____ Raw data

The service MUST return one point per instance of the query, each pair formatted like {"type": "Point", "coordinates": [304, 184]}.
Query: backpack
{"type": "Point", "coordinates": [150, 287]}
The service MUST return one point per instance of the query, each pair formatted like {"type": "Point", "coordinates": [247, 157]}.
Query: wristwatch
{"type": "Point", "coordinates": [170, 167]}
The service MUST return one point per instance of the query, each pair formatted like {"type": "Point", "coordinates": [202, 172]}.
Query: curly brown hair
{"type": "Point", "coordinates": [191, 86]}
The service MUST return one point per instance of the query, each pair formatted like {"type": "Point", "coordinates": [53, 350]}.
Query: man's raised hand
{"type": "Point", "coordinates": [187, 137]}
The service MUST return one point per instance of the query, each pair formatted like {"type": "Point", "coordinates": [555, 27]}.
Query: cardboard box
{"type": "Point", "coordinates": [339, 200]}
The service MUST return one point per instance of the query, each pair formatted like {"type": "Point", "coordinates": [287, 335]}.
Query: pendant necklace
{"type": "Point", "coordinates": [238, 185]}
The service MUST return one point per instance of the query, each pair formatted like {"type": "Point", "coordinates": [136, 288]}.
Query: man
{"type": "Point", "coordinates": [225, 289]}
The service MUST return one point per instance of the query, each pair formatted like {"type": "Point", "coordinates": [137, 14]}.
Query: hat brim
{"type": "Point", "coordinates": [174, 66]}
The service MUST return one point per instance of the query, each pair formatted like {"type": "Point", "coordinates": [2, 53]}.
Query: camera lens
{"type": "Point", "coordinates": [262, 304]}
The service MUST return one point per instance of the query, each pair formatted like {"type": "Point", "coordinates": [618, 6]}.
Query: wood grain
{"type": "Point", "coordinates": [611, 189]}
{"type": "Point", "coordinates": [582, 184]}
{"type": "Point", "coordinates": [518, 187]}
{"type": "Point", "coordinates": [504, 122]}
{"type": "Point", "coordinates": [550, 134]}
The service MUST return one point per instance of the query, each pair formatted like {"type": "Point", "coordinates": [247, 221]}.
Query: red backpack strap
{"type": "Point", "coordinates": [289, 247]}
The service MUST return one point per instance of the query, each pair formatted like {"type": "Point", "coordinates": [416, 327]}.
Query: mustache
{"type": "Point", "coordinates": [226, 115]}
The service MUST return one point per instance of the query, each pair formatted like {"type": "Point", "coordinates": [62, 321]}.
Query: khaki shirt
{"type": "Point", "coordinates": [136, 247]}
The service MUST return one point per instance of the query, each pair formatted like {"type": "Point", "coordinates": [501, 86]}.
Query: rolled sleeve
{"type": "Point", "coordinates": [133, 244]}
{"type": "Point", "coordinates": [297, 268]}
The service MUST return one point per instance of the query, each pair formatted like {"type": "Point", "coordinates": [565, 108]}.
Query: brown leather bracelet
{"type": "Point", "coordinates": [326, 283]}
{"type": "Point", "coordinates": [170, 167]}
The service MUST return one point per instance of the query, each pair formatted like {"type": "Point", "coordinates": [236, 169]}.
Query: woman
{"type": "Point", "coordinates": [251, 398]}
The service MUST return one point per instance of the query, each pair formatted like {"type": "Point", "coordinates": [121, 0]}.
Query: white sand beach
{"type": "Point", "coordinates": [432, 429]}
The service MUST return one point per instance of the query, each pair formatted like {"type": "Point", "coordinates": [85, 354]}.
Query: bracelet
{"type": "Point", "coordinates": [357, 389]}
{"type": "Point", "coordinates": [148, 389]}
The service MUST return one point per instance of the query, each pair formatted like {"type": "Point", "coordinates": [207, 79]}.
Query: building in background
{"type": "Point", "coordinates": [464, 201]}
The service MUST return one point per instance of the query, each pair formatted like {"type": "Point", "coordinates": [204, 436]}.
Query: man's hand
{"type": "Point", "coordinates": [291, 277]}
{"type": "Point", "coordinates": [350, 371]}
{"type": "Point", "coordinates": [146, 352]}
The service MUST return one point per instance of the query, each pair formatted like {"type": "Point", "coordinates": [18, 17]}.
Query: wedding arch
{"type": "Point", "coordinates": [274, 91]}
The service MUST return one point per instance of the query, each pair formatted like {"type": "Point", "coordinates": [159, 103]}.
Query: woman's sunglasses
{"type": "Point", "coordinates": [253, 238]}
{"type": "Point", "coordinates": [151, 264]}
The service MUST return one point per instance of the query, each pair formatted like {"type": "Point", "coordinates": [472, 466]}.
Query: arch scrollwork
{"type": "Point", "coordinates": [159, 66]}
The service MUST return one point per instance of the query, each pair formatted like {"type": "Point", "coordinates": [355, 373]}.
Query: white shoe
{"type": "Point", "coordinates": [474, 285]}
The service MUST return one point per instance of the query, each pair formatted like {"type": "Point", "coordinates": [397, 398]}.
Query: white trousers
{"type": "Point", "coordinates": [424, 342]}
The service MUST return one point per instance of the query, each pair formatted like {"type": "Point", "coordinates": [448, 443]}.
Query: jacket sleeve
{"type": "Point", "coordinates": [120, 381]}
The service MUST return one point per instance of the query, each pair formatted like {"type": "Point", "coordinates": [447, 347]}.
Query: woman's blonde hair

________

→ Stated goal: Repeat the listing in full, keeping every line exactly as it is.

→ Full response:
The service MUST return one point per instance of the query, each pair formatted like {"type": "Point", "coordinates": [304, 184]}.
Query: backpack
{"type": "Point", "coordinates": [150, 287]}
The service MUST return one point per instance of the query, each pair formatted like {"type": "Point", "coordinates": [247, 157]}.
Query: wristwatch
{"type": "Point", "coordinates": [170, 167]}
The service MUST return one point per instance of the query, each pair formatted like {"type": "Point", "coordinates": [202, 172]}.
Query: curly brown hair
{"type": "Point", "coordinates": [191, 86]}
The service MUST return one point per instance of the query, each pair formatted like {"type": "Point", "coordinates": [53, 350]}.
Query: man's raised hand
{"type": "Point", "coordinates": [187, 137]}
The service MUST return one point per instance of the query, each pair formatted like {"type": "Point", "coordinates": [555, 27]}.
Query: cardboard box
{"type": "Point", "coordinates": [339, 200]}
The service MUST return one point per instance of the query, each pair formatted like {"type": "Point", "coordinates": [287, 335]}.
Query: pendant necklace
{"type": "Point", "coordinates": [238, 185]}
The service MUST return one point per instance of the query, each pair formatted like {"type": "Point", "coordinates": [136, 288]}.
Query: man
{"type": "Point", "coordinates": [225, 289]}
The service MUST return one point per instance of the query, each pair formatted like {"type": "Point", "coordinates": [137, 14]}.
Query: hat brim
{"type": "Point", "coordinates": [174, 66]}
The service MUST return one point per instance of the query, each pair formatted like {"type": "Point", "coordinates": [2, 53]}.
Query: camera lens
{"type": "Point", "coordinates": [262, 304]}
The service MUST return one point per instance of the query, each pair formatted like {"type": "Point", "coordinates": [618, 6]}.
Query: wood grain
{"type": "Point", "coordinates": [611, 189]}
{"type": "Point", "coordinates": [582, 184]}
{"type": "Point", "coordinates": [518, 187]}
{"type": "Point", "coordinates": [504, 122]}
{"type": "Point", "coordinates": [550, 134]}
The service MUST return one point per instance of the query, each pair formatted like {"type": "Point", "coordinates": [247, 221]}.
Query: red backpack strap
{"type": "Point", "coordinates": [289, 247]}
The service MUST return one point per instance of the query, each pair formatted like {"type": "Point", "coordinates": [416, 327]}.
Query: mustache
{"type": "Point", "coordinates": [226, 115]}
The service MUST return one point per instance of the query, each pair formatted like {"type": "Point", "coordinates": [62, 321]}.
Query: khaki shirt
{"type": "Point", "coordinates": [136, 247]}
The service MUST return one point per instance of the query, each pair formatted like {"type": "Point", "coordinates": [501, 86]}.
Query: rolled sleeve
{"type": "Point", "coordinates": [133, 244]}
{"type": "Point", "coordinates": [297, 268]}
The service MUST return one point per instance of the query, each pair formatted like {"type": "Point", "coordinates": [565, 108]}.
Query: brown leather bracelet
{"type": "Point", "coordinates": [326, 283]}
{"type": "Point", "coordinates": [170, 167]}
The service MUST return one point per instance of the query, each pair formatted like {"type": "Point", "coordinates": [236, 169]}.
Query: woman
{"type": "Point", "coordinates": [251, 398]}
The service MUST return one point per instance of the query, each pair formatted like {"type": "Point", "coordinates": [121, 0]}.
Query: white sand beach
{"type": "Point", "coordinates": [432, 429]}
The service MUST return one point per instance of the query, each pair formatted like {"type": "Point", "coordinates": [85, 354]}.
Query: bracelet
{"type": "Point", "coordinates": [357, 389]}
{"type": "Point", "coordinates": [148, 389]}
The service MUST return one point per instance of the query, each pair formatted like {"type": "Point", "coordinates": [207, 79]}.
Query: building in background
{"type": "Point", "coordinates": [464, 201]}
The service MUST return one point per instance of the query, each pair formatted like {"type": "Point", "coordinates": [204, 436]}.
Query: man's hand
{"type": "Point", "coordinates": [291, 277]}
{"type": "Point", "coordinates": [350, 371]}
{"type": "Point", "coordinates": [146, 352]}
The service MUST return one point per instance of the query, each pair formatted like {"type": "Point", "coordinates": [18, 17]}.
Query: wedding arch
{"type": "Point", "coordinates": [274, 91]}
The service MUST return one point per instance of the query, each pair formatted like {"type": "Point", "coordinates": [159, 103]}.
Query: woman's sunglasses
{"type": "Point", "coordinates": [253, 238]}
{"type": "Point", "coordinates": [151, 264]}
The service MUST return one point per instance of the query, each pair formatted like {"type": "Point", "coordinates": [472, 466]}.
Query: arch scrollwork
{"type": "Point", "coordinates": [159, 66]}
The service MUST return one point per instance of the query, each pair formatted like {"type": "Point", "coordinates": [355, 373]}.
Query: white shoe
{"type": "Point", "coordinates": [474, 285]}
The service MUST return one point per instance of the query, each pair formatted like {"type": "Point", "coordinates": [397, 398]}.
Query: white trousers
{"type": "Point", "coordinates": [424, 342]}
The service MUST return one point per instance of the query, each pair formatted like {"type": "Point", "coordinates": [448, 443]}.
Query: jacket sleeve
{"type": "Point", "coordinates": [120, 381]}
The service MUST return one point per instance of the query, each pair formatted like {"type": "Point", "coordinates": [447, 347]}.
Query: woman's blonde hair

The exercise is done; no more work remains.